» **RECORDS SHOWN**
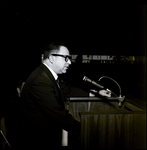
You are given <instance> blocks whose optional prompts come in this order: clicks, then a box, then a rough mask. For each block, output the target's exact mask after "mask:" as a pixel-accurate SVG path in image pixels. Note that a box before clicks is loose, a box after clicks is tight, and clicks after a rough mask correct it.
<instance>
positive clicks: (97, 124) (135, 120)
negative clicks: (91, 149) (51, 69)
mask: <svg viewBox="0 0 147 150" xmlns="http://www.w3.org/2000/svg"><path fill="white" fill-rule="evenodd" d="M67 107H68V109H69V112H70V113H71V114H72V115H73V116H74V118H75V119H77V120H78V121H80V122H81V149H84V150H85V149H146V109H145V108H141V107H140V106H137V105H134V104H133V103H131V100H130V99H129V98H126V99H125V101H124V102H123V105H122V107H121V108H120V107H119V106H118V101H117V100H116V98H114V101H113V98H112V97H111V98H110V99H109V98H108V99H107V100H105V99H101V98H96V97H93V98H91V97H90V98H89V97H87V98H86V97H84V98H81V97H74V98H70V99H69V104H68V106H67Z"/></svg>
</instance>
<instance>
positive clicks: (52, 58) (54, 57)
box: [48, 55, 55, 63]
mask: <svg viewBox="0 0 147 150" xmlns="http://www.w3.org/2000/svg"><path fill="white" fill-rule="evenodd" d="M48 59H49V61H50V63H53V62H54V59H55V57H54V56H53V55H50V56H49V57H48Z"/></svg>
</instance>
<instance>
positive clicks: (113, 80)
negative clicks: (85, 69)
mask: <svg viewBox="0 0 147 150" xmlns="http://www.w3.org/2000/svg"><path fill="white" fill-rule="evenodd" d="M103 78H108V79H110V80H111V81H113V82H114V83H116V85H117V86H118V88H119V96H117V95H116V94H115V93H114V92H112V91H111V93H113V94H114V95H115V96H116V97H117V99H118V106H119V107H121V106H122V102H123V101H124V99H125V96H122V95H121V87H120V85H119V84H118V82H116V81H115V80H114V79H112V78H110V77H108V76H102V77H100V78H99V80H98V82H99V81H100V80H101V79H103Z"/></svg>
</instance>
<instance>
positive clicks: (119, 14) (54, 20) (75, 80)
mask: <svg viewBox="0 0 147 150" xmlns="http://www.w3.org/2000/svg"><path fill="white" fill-rule="evenodd" d="M0 7H1V8H0V9H1V14H2V15H1V16H2V17H1V25H2V26H1V46H0V47H1V52H2V54H1V75H2V78H1V82H2V84H1V85H2V88H1V89H2V97H3V96H4V98H3V99H2V100H1V101H2V103H1V104H2V105H1V106H2V107H3V106H5V107H7V104H8V103H9V101H11V100H12V99H13V94H14V93H15V92H16V86H17V82H18V81H19V80H21V79H23V80H25V79H26V78H27V77H28V75H29V74H30V73H31V72H32V71H33V70H34V69H35V68H36V67H37V66H38V65H39V64H40V62H41V54H42V53H43V50H44V46H45V44H46V43H47V42H48V43H50V42H53V41H60V42H63V43H65V45H66V46H67V47H68V48H69V50H70V52H71V54H77V55H82V54H85V55H88V54H91V55H92V54H96V55H118V56H120V55H128V56H129V55H130V56H146V47H145V46H146V45H145V42H146V38H145V36H146V30H145V29H146V24H145V23H146V5H137V4H131V5H130V4H126V5H121V4H115V5H107V4H103V5H102V4H99V3H95V4H94V3H86V2H84V3H72V2H70V4H67V3H65V4H64V3H61V2H60V3H59V2H57V1H55V2H54V3H51V2H48V3H43V2H42V1H36V2H31V1H17V0H14V1H8V0H1V6H0ZM145 73H146V72H145V64H119V63H118V64H91V63H90V64H73V65H72V66H71V68H70V69H69V71H68V72H67V74H66V75H65V76H64V77H63V78H64V79H66V80H67V81H68V82H70V83H71V84H75V83H78V86H80V85H83V83H82V82H81V81H82V77H83V76H84V75H87V76H89V77H91V78H93V79H94V80H98V78H99V77H101V76H103V75H107V76H110V77H112V78H114V79H115V80H116V81H118V83H120V85H121V87H122V91H123V94H124V95H127V94H128V95H133V96H135V97H136V98H139V99H143V100H146V99H145V98H146V97H145V92H146V74H145ZM71 79H72V80H71ZM111 84H112V83H110V85H111ZM110 85H107V86H110ZM112 85H113V84H112ZM114 86H116V85H113V87H114ZM113 87H112V86H110V89H111V88H113ZM116 92H118V91H116ZM5 107H3V109H4V108H5Z"/></svg>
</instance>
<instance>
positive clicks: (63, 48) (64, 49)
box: [59, 46, 69, 55]
mask: <svg viewBox="0 0 147 150" xmlns="http://www.w3.org/2000/svg"><path fill="white" fill-rule="evenodd" d="M59 53H60V54H66V55H69V50H68V49H67V47H65V46H61V47H60V51H59Z"/></svg>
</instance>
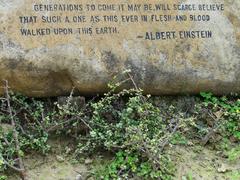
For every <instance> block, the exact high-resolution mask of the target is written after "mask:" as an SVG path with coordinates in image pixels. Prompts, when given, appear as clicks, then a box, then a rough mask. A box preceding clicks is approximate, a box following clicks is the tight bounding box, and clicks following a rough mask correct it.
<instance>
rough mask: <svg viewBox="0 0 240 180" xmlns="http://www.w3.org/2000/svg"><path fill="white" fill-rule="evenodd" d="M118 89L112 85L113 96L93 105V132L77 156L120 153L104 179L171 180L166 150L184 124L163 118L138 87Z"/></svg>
mask: <svg viewBox="0 0 240 180" xmlns="http://www.w3.org/2000/svg"><path fill="white" fill-rule="evenodd" d="M130 77H131V76H130ZM118 86H119V84H117V85H116V86H114V85H110V88H112V89H111V90H110V91H109V93H107V94H105V95H104V97H103V98H101V99H100V100H99V101H98V102H93V103H91V108H92V113H91V114H92V116H91V117H90V119H89V120H88V121H87V123H88V127H89V133H88V134H87V135H84V136H80V137H79V140H80V143H79V144H78V148H77V150H76V153H77V154H81V153H90V152H92V153H93V152H95V151H96V150H98V149H101V150H107V151H110V152H113V153H116V158H115V160H114V161H113V162H112V163H111V164H110V165H109V166H107V168H106V169H105V170H104V171H105V172H106V173H105V175H104V176H103V179H112V178H117V177H122V178H130V177H132V176H134V175H135V176H141V177H144V178H148V179H149V178H150V179H151V178H152V179H157V178H160V179H171V178H172V176H173V170H174V166H172V162H171V160H170V158H169V157H168V156H167V153H166V152H165V147H166V146H167V145H168V144H169V143H170V140H171V138H172V136H173V135H174V134H175V133H176V132H177V131H178V129H179V128H180V127H182V126H181V125H182V124H183V123H182V122H181V121H180V120H176V121H172V122H171V123H170V122H169V121H168V120H167V119H163V118H162V116H161V111H160V109H159V108H158V107H156V106H154V105H153V104H152V103H151V102H149V98H150V96H144V95H143V94H142V91H141V90H140V89H139V88H137V87H136V86H135V89H129V90H126V89H125V90H122V91H120V92H115V90H116V89H117V87H118Z"/></svg>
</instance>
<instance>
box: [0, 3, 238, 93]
mask: <svg viewBox="0 0 240 180" xmlns="http://www.w3.org/2000/svg"><path fill="white" fill-rule="evenodd" d="M157 7H158V8H157ZM72 8H73V9H72ZM104 8H105V9H104ZM107 16H108V17H107ZM143 16H146V17H147V21H143V20H142V18H143ZM180 16H181V17H182V18H183V19H184V18H187V19H185V20H183V19H182V20H177V19H178V18H177V17H180ZM46 19H48V20H50V19H51V20H53V21H55V22H46ZM83 19H84V20H83ZM24 33H25V34H24ZM48 33H49V34H48ZM59 33H60V34H59ZM125 69H131V74H132V75H133V77H134V79H135V81H136V83H137V84H138V86H139V87H141V88H142V89H143V90H144V92H145V93H150V94H153V95H163V94H197V93H199V92H201V91H211V92H213V93H216V94H228V93H231V92H235V93H239V92H240V1H238V0H181V1H180V0H171V1H169V0H148V1H146V0H99V1H89V0H82V1H79V0H61V1H58V0H51V1H44V0H39V1H37V2H36V1H34V0H0V80H8V81H9V85H10V87H11V89H12V90H13V91H16V92H20V93H23V94H25V95H28V96H36V97H49V96H59V95H67V94H69V93H70V92H71V90H72V88H73V87H75V89H76V91H77V92H78V93H80V94H97V93H103V92H106V91H107V83H108V82H109V81H110V80H111V79H112V78H113V76H114V75H117V74H119V73H121V72H123V71H124V70H125ZM127 86H128V87H130V86H131V83H130V82H129V83H128V84H127V85H126V86H125V87H127ZM0 93H3V92H2V89H1V90H0Z"/></svg>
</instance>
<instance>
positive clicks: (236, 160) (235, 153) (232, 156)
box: [227, 146, 240, 161]
mask: <svg viewBox="0 0 240 180" xmlns="http://www.w3.org/2000/svg"><path fill="white" fill-rule="evenodd" d="M227 155H228V159H229V160H230V161H240V146H238V147H236V148H232V149H231V150H230V151H228V152H227Z"/></svg>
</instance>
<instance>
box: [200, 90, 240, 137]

» **REQUIREMENT**
Scan the listing above, and wherever a line holds the string "exact", copy that line.

» **ANSWER AREA**
You are given <instance> blocks whose optional prompts come in this order: clicks, then a box, then a rough mask. For each block, output the target's exact mask after "mask:" as a pixel-accurate SVG path in image pixels. Note that a box before clicks is loose, a box after clicks is tight, and clicks after a rough mask correct it.
For every <instance> block, the exact high-resolution mask of the target is written after "mask:" as an SVG path with coordinates in image pixels. Prompts, when given, appear as clicks, then a box, then a rough mask. A box preceding clicks is approximate, a box following clicks is the tight bounding box, and clicks following a rough mask correct it.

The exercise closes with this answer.